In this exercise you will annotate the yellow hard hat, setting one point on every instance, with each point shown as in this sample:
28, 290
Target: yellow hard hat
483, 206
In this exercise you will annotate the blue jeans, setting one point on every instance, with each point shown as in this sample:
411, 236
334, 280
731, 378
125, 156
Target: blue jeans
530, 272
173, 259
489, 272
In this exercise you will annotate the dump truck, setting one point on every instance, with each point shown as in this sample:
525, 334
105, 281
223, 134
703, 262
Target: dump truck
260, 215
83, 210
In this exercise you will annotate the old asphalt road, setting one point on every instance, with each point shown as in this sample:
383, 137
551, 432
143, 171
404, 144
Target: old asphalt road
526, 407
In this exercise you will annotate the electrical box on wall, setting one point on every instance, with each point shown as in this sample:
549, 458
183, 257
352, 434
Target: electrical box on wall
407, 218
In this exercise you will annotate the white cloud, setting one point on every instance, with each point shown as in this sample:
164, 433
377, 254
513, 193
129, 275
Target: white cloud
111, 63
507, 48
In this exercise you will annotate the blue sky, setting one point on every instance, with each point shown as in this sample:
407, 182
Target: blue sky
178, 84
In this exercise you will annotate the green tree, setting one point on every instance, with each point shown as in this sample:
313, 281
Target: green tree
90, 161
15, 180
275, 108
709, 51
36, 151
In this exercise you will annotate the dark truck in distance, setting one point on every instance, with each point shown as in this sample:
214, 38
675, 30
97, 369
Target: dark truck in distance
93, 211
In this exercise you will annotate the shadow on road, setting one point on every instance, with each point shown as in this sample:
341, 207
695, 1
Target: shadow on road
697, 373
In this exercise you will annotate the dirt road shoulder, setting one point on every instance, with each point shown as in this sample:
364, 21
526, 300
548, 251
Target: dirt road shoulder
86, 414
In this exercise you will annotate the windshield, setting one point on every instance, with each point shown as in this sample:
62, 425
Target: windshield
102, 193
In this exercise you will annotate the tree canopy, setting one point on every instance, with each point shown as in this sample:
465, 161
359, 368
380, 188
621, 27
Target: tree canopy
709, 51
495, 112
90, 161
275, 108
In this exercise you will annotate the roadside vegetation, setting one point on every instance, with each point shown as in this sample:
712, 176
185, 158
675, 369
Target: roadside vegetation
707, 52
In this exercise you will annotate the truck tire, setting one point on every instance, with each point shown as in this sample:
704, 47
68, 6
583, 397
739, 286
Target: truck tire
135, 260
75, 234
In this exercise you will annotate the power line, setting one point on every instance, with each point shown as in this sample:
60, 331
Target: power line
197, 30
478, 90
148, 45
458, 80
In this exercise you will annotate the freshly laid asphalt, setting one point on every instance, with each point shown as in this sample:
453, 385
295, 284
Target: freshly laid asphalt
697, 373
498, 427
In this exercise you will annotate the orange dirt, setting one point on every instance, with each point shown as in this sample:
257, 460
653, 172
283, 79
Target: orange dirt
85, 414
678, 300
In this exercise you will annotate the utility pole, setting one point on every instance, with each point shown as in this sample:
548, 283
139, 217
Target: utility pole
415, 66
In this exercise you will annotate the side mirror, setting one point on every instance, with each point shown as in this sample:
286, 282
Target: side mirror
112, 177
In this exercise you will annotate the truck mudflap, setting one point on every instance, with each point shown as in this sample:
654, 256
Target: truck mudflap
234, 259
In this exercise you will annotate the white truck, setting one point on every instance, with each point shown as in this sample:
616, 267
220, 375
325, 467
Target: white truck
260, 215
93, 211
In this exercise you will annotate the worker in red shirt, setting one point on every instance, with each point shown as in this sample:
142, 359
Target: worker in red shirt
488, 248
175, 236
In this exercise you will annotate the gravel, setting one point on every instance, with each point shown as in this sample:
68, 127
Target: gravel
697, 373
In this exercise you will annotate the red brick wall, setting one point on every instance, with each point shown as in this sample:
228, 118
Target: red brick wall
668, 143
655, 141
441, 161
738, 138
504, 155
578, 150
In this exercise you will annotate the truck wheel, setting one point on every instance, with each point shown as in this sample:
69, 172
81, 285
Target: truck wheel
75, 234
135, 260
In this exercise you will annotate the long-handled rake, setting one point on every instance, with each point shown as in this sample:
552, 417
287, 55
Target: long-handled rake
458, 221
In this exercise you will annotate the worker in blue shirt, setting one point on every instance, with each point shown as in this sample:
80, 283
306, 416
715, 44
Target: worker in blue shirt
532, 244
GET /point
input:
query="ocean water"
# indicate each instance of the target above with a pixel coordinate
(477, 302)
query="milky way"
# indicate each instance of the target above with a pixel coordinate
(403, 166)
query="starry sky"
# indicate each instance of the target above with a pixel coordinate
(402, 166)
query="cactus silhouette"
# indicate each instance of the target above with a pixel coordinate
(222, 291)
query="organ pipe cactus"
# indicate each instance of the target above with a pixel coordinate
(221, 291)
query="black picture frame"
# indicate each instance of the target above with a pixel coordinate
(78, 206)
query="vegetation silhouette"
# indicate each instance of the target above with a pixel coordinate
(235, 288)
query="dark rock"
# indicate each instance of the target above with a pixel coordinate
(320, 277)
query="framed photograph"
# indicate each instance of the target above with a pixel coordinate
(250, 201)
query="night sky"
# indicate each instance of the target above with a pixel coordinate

────────────────

All of the entries should be written out again exactly.

* [Written answer]
In this exercise you will annotate the yellow hard hat, setting one point on every instance, with each point shown as in this sample:
28, 290
Target: yellow hard hat
483, 206
In this exercise you will annotate the blue jeans, setting one point on every instance, with each point shown as in this sample:
411, 236
334, 280
731, 378
125, 156
Target: blue jeans
530, 272
173, 259
489, 272
In this exercise you will annotate the dump truck, setting one point on every instance, with each point shown as in this sample:
525, 334
105, 281
223, 134
703, 262
Target: dump truck
260, 215
83, 210
In this exercise you will annotate the old asphalt road, setting one point on every instance, with each point shown as in this sample:
383, 137
551, 432
143, 171
404, 144
Target: old asphalt road
526, 407
In this exercise you will annotate the electrical box on wall, setting one point on every instance, with each point shown as in this sample:
549, 458
183, 257
352, 434
Target: electrical box on wall
407, 218
In this exercise you will annotate the white cloud, setting one point on every instance, with each point shown as in this sample:
164, 433
377, 254
513, 193
129, 275
Target: white cloud
111, 63
507, 48
In this exercise you will annotate the blue sky, setting one point on every instance, with each point shown as in this sample:
407, 182
Target: blue sky
178, 84
In this exercise you will annotate the green tree, setting one point on every instance, with each point shown as in this sample:
313, 281
Target: green tree
90, 161
15, 180
275, 108
709, 51
36, 151
In this exercise you will annotate the dark truck in distance, setting one point on every instance, with each point shown as in this sample:
214, 38
675, 30
97, 369
Target: dark truck in distance
93, 211
In this exercise you will annotate the shadow on road, setting one point on every instance, with each point shown as in this sample:
341, 207
695, 1
Target: shadow on road
697, 373
In this exercise you will annotate the dirt road shoulder, setting one point on every instance, with each point shown as in this sample:
364, 21
526, 300
548, 251
Target: dirt road shoulder
86, 414
In this exercise you will annotate the windshield, setting one point on every instance, with each point shown as in this sample:
62, 425
Target: windshield
102, 193
In this exercise you will annotate the tree canopy, setting one point on every instance, with each point shown as in this sample:
465, 161
359, 368
380, 188
621, 27
Target: tree canopy
709, 51
495, 112
90, 161
275, 108
In this exercise you will annotate the roadside vegetation, setting one point on every instance, with each point shown as in this sample:
712, 176
185, 158
675, 369
Target: roadside vegetation
707, 52
In this exercise you will annotate the truck tire, setting one point on every instance, with each point shown as in this sample:
704, 47
68, 6
583, 397
739, 286
Target: truck tire
135, 260
75, 234
In this exercise you will annotate the power line, setting one point on every instance, with each point shown as in this sample:
60, 331
Target: power line
197, 30
478, 90
148, 45
458, 80
In this exercise you will annotate the freshly laid asphalt, setting one point on every instance, with each point shown as in this sample:
453, 385
295, 284
Target: freshly laid asphalt
697, 373
498, 427
In this exercise you will annotate the orange dirt, setting one point on every instance, with each point shown as in this sample:
257, 460
653, 172
283, 79
Target: orange dirt
85, 414
678, 300
In this exercise you will annotate the utility pole, setting one point on every instance, with each point shown as in this sample:
548, 283
139, 217
Target: utility pole
415, 66
In this exercise you will annotate the side mirror, setting one point on every instance, with each point shown as in this sample:
286, 282
Target: side mirror
112, 177
In this exercise you will annotate the truck mudflap, setting one point on every instance, with each point shown as in this sample:
654, 256
Target: truck mudflap
234, 259
In this exercise you will annotate the white truck, setting one point on every instance, with each point shown as in this sample:
616, 267
220, 375
325, 467
Target: white truck
260, 215
93, 211
In this exercise you will annotate the worker in red shirt, setting one point on every instance, with each point shown as in this sample:
142, 359
Target: worker in red shirt
488, 248
175, 236
In this exercise you will annotate the gravel, setting one point on every instance, with each point shown as in this sample:
68, 127
Target: gravel
697, 373
In this exercise you will annotate the red brick wall, setting one point on every instance, with each point shown as in this sample:
228, 118
Target: red brick wall
668, 143
655, 141
441, 161
738, 138
504, 155
578, 150
In this exercise you will annotate the truck wheel, setting one point on every instance, with each point shown as in this sample:
69, 172
81, 285
Target: truck wheel
75, 234
135, 260
In this exercise you will annotate the long-handled rake, setting one point on every instance, with each point shown as in this sample:
552, 417
287, 55
Target: long-handled rake
458, 221
In this exercise you will annotate the worker in blue shirt, setting one point on every instance, with each point shown as in this sample:
80, 283
306, 416
715, 44
Target: worker in blue shirt
532, 244
GET /point
input:
query="ocean water"
# indicate each instance of the target above with a pixel coordinate
(477, 302)
query="milky way"
# indicate each instance of the target above with a pixel coordinate
(403, 166)
query="starry sky"
# indicate each instance of the target above with a pixel coordinate
(402, 166)
query="cactus silhouette"
# indicate each instance of the target above with a pixel coordinate
(222, 291)
query="organ pipe cactus"
# indicate each instance of the target above with a pixel coordinate
(221, 291)
query="black picture frame"
# indicate each instance of the target above with a pixel coordinate
(78, 206)
query="vegetation silhouette"
# indicate each instance of the target above with a pixel coordinate
(235, 288)
query="dark rock"
# indicate each instance of the target above with a pixel coordinate
(320, 277)
query="framed photograph"
# indicate each instance of the target above with a pixel coordinate
(250, 201)
query="night sky"
# indicate each instance of the target above with a pixel coordinate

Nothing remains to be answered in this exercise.